> [EXTRAIT DE PAGE]

Défendre à l’aide juridictionnelle

Un article Du Monde daté du 8 mars 2016 qui permet de comprendre les problématique de la défense en général et de l’aide judictionnelle en particulier.

A Lille, les avocats combattent la justice au rabais

Jean-Jacques Urvoas, le nouveau ministre de la justice, s’apprête à « rouvrir le dialogue » avec les avocats sur l’aide juridictionnelle avec « un calendrier serré ». Une gageure. Quatre mois après la fin du mouvement national de grève des avocats, les problèmes posés par ce mécanisme à bout de souffle d’indemnisation de la défense des plus démunis restent entiers. Les défenseurs en robe protestaient contre le projet d’extension du nombre de justiciables bénéficiaires (le plafond de ressources a été relevé à 1 000 euros) en l’absence de revalorisation des barèmes des actes et de financement public pérenne. A Lille, où la mobilisation avait été particulièrement forte, l’amertume est toujours là après cette fin de grève vécue comme « une trahison de Paris, de Christiane Taubira et de nos instances nationales ».

Tout est tranquille, pourtant, ce matin de février, au palais de justice. Sur le PC qu’elle vient d’allumer, un seul courriel du parquet s’ouvre pour annoncer le déferrement d’un homme pour « vol aggravé ». Anne-Caroline Chiche, jeune avocate, ne sait rien d’autre de ce« client » qu’elle devra défendre à 14 heures devant la chambre des comparutions immédiates du tribunal correctionnel. Son dossier sera disponible à partir de 11 heures. De son bureau exigu, à l’étage de l’ordre des avocats, elle assure six jours par mois la coordination pénale. Mise en place par le barreau de Lille dans le cadre d’une convention avec l’Etat, cette organisation vise à améliorer la qualité de la défense d’urgence.

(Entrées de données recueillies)
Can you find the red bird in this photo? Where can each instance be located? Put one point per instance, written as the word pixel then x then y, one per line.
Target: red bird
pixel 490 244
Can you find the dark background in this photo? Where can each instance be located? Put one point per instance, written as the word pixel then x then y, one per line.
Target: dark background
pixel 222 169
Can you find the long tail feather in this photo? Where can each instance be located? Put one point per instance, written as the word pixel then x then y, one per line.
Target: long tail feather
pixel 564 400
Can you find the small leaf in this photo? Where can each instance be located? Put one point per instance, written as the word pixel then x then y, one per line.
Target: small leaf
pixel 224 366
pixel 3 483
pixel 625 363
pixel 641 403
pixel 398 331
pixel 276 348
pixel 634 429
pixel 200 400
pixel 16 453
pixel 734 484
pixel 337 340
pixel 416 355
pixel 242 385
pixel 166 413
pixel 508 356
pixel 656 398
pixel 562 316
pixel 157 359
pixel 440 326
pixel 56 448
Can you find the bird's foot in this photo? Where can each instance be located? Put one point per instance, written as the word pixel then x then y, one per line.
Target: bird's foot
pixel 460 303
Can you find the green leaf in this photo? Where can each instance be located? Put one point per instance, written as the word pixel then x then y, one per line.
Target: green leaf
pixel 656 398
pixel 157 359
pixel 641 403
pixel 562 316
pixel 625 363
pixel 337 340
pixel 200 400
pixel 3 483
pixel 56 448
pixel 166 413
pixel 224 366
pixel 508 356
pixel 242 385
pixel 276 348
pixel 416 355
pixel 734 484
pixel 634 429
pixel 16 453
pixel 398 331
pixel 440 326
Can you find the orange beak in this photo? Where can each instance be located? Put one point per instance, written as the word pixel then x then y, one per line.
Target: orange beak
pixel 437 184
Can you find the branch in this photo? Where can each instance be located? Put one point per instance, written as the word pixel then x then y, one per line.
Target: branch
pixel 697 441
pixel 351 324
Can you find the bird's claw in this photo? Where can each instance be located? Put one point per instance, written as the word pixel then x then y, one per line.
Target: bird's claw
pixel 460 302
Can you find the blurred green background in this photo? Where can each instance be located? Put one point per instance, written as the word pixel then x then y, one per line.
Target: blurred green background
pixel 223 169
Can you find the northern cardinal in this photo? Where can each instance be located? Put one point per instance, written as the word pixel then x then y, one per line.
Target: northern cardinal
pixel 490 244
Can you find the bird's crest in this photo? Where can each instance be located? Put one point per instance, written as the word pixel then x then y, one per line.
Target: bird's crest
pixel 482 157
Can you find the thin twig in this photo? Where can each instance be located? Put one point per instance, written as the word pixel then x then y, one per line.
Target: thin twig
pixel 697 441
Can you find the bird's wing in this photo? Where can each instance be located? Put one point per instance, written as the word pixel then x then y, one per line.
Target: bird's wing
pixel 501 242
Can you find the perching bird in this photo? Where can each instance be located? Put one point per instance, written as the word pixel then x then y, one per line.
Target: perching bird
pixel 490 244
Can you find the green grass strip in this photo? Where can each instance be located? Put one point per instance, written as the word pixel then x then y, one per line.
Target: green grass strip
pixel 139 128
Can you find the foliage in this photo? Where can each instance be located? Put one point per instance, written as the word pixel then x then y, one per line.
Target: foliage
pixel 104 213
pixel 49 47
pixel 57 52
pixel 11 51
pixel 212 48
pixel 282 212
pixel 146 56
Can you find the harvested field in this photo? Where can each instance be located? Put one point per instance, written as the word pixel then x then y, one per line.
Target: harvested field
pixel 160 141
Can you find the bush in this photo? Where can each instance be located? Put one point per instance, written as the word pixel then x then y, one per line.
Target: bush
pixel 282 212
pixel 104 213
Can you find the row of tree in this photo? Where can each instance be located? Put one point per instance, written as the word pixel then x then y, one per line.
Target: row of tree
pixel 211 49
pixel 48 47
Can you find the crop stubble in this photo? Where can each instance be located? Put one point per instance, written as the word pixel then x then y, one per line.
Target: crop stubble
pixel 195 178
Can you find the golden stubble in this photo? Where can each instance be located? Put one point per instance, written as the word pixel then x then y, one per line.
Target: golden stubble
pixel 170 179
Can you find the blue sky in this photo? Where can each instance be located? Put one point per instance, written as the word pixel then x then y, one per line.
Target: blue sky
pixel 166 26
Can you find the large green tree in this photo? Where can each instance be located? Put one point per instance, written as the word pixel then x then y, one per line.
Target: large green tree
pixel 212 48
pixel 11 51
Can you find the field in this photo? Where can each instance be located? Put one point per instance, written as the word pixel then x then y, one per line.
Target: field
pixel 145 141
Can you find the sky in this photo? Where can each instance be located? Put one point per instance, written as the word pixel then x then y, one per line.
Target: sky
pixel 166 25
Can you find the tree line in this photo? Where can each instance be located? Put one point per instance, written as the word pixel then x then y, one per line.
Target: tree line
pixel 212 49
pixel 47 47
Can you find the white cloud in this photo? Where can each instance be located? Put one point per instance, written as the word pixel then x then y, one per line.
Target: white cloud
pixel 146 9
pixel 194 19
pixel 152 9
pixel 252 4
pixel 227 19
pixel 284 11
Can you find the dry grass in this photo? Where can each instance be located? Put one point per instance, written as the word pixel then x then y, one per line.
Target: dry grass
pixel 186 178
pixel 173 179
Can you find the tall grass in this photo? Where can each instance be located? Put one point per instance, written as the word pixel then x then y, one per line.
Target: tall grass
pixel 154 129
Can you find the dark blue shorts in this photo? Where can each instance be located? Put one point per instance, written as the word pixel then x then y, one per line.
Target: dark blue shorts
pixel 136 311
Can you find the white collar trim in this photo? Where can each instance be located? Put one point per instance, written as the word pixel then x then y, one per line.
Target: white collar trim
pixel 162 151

> [CONSIGNES ÉCRITES]
**1.** Reproduisez à l'identique le passage de l'article sur l'aide juridictionnelle qui commence par « Un article Du » et se poursuit jusqu'à « judictionnelle en particulier. » inclus.
**2.** Mettez en forme de liste JSON de chaînes les enregistrements, du début jusqu'à la ligne contenant « pixel 564 400 » incluse, avec une chaîne par ligne et sans les lignes vides.
Le texte et les enregistrements n'ont aucun rapport entre eux.

> [RÉPONSES APPORTÉES]
**1.**
Un article Du Monde daté du 8 mars 2016 qui permet de comprendre les problématique de la défense en général et de l’aide judictionnelle en particulier.

**2.**
[
  "Can you find the red bird in this photo? Where can each instance be located? Put one point per instance, written as the word pixel then x then y, one per line.",
  "Target: red bird",
  "pixel 490 244",
  "Can you find the dark background in this photo? Where can each instance be located? Put one point per instance, written as the word pixel then x then y, one per line.",
  "Target: dark background",
  "pixel 222 169",
  "Can you find the long tail feather in this photo? Where can each instance be located? Put one point per instance, written as the word pixel then x then y, one per line.",
  "Target: long tail feather",
  "pixel 564 400"
]